Ejercicios:
a) Indica si cada afirmación coincide con el texto: (i) María Esther tenía 13 años; (ii) Rubén vivía en la calle Viñilla; (iii) Juan Miguel nunca fue amigo de Rubén. Responde sí o no a cada una y cita las palabras del texto que lo deciden.
b) Según el texto, ¿dónde duerme hoy Rubén?
c) Transcribe del texto el pasaje que comienza con «Rubén acudió a» y continúa hasta «jóvenes de Arriate.».

Rubén acudió a la parada de autobús donde solía reunirse con sus amigos. Había vuelto a su rutina después de romperla durante varios días para sorpresa de sus conocidos. María Esther Jiménez, esa niña de 13 años que se le acercaba y a la que echaba de su lado con cierto hartazgo, hacía casi dos semanas que había sido hallada muerta y la investigación de la Guardia Civil para atrapar a su asesino se había convertido en el pasatiempo de los jóvenes de Arriate.

Él estaba en las quinielas de sospechosos, y lo sabía. Pero eso no le borró la sonrisa. La culpa no le corroía, o al menos lo disimulaba. Se prestó a hablar con periodistas, permitió que sus colegas de juergas grabaran las carcajadas y mofas típicas de un adolescente desgarbado e incluso bromeaba con su culpabilidad cuando alguien en tono jocoso indirectamente lo llamaba asesino.

Rubén, de 17 años, comenzó el jueves a escribir las primeras páginas de su nueva vida. Una nueva existencia que, según la Guardia Civil, nació cuando presuntamente acabó con la vida de María Esther destrozándole el cráneo con una piedra por supuestamente no acceder a sus pretensiones sexuales. Hoy duerme en un centro de internamiento.

Juan Miguel lo conoce bien. Fue su amigo en la infancia, «pero después empezó a juntarse con otra gente. Iba con un rumano que saltaba de pueblo en pueblo». En la zona de El Césped se pasaban más de un porro y le echó de menos cuando desapareció la menor. «Estuve cuatro días sin verlo y cuando lo hice, le pregunté dónde había estado. Me dijo que con su cuñado, en Benaoján. Le dije que él nunca había ido a verlo».

«El Vaca» o «El Vaquilla», como conocían a Rubén V.R., comenzaba a evidenciar esa personalidad de doctor Jekyll y Mr. Hyde que describieron los arriateños cuando fue detenido. Mientras los vecinos de la calle Viñilla, donde vivía, lo dibujaban como un joven callado pero educado y normal, otras personas hablaban de un carácter violento con algún episodio de posible acoso a unos niños y más de una pelea en la que exhibía su corpulencia física. Los investigadores de la Guardia Civil tenían la huella genética del asesino de la niña. Ni el acceso a la información que permite una sociedad globalizada, ni los continuados capítulos de CSI, evitaron que el criminal ocultase los rastros de su arrebato violento.

Había que encontrar la muestra indubitada y cerrar el caso. Era una prioridad para Interior. Los agentes fueron citando uno por uno a los vecinos del municipio que pudiesen encajar con el perfil del homicida. A Rubén, que al parecer comentó en una ocasión a un amigo que a María Esther podían llevársela al campo «y dejarla tirada», le tocó su turno.

(Registros de un conjunto de etiquetado de puntos)
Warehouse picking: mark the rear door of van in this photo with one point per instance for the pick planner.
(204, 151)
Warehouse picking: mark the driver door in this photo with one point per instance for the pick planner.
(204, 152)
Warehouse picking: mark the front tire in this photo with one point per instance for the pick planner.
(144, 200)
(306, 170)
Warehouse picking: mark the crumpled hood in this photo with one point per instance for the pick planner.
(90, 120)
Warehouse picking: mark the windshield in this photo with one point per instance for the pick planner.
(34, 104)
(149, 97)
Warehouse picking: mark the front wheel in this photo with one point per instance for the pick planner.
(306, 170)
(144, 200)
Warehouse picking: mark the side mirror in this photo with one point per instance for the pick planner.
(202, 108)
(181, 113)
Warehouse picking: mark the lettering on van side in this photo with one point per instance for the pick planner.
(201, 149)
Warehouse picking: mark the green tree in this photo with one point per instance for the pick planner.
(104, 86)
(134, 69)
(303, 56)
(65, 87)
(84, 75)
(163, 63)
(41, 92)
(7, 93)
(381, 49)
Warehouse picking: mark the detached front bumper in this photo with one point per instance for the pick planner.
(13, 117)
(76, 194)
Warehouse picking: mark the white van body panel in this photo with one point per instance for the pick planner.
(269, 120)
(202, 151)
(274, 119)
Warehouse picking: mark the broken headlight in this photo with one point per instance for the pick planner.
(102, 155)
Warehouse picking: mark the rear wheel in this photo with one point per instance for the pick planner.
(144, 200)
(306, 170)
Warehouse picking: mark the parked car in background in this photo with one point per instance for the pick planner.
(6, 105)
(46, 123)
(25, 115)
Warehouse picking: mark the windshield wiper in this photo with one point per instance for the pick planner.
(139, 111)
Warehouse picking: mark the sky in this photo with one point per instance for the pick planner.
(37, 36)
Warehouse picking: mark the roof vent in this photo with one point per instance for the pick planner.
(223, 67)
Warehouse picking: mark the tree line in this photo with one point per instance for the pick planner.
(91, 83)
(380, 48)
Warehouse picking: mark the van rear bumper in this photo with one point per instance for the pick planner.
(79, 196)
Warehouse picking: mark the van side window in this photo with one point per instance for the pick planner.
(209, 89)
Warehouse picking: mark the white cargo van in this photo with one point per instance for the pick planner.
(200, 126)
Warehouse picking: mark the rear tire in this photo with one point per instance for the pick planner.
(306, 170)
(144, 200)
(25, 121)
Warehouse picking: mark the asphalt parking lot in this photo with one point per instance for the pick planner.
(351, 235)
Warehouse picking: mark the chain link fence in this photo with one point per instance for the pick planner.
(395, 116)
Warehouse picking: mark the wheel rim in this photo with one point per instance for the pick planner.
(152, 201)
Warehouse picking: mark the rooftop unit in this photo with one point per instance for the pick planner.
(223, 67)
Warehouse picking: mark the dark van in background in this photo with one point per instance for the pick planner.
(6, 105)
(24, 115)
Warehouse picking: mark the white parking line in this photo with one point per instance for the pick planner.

Respuestas:
a)
(i) Sí: «esa niña de 13 años».
(ii) Sí: «los vecinos de la calle Viñilla, donde vivía».
(iii) No: «Fue su amigo en la infancia».

b) En un centro de internamiento.

c)
Rubén acudió a la parada de autobús donde solía reunirse con sus amigos. Había vuelto a su rutina después de romperla durante varios días para sorpresa de sus conocidos. María Esther Jiménez, esa niña de 13 años que se le acercaba y a la que echaba de su lado con cierto hartazgo, hacía casi dos semanas que había sido hallada muerta y la investigación de la Guardia Civil para atrapar a su asesino se había convertido en el pasatiempo de los jóvenes de Arriate.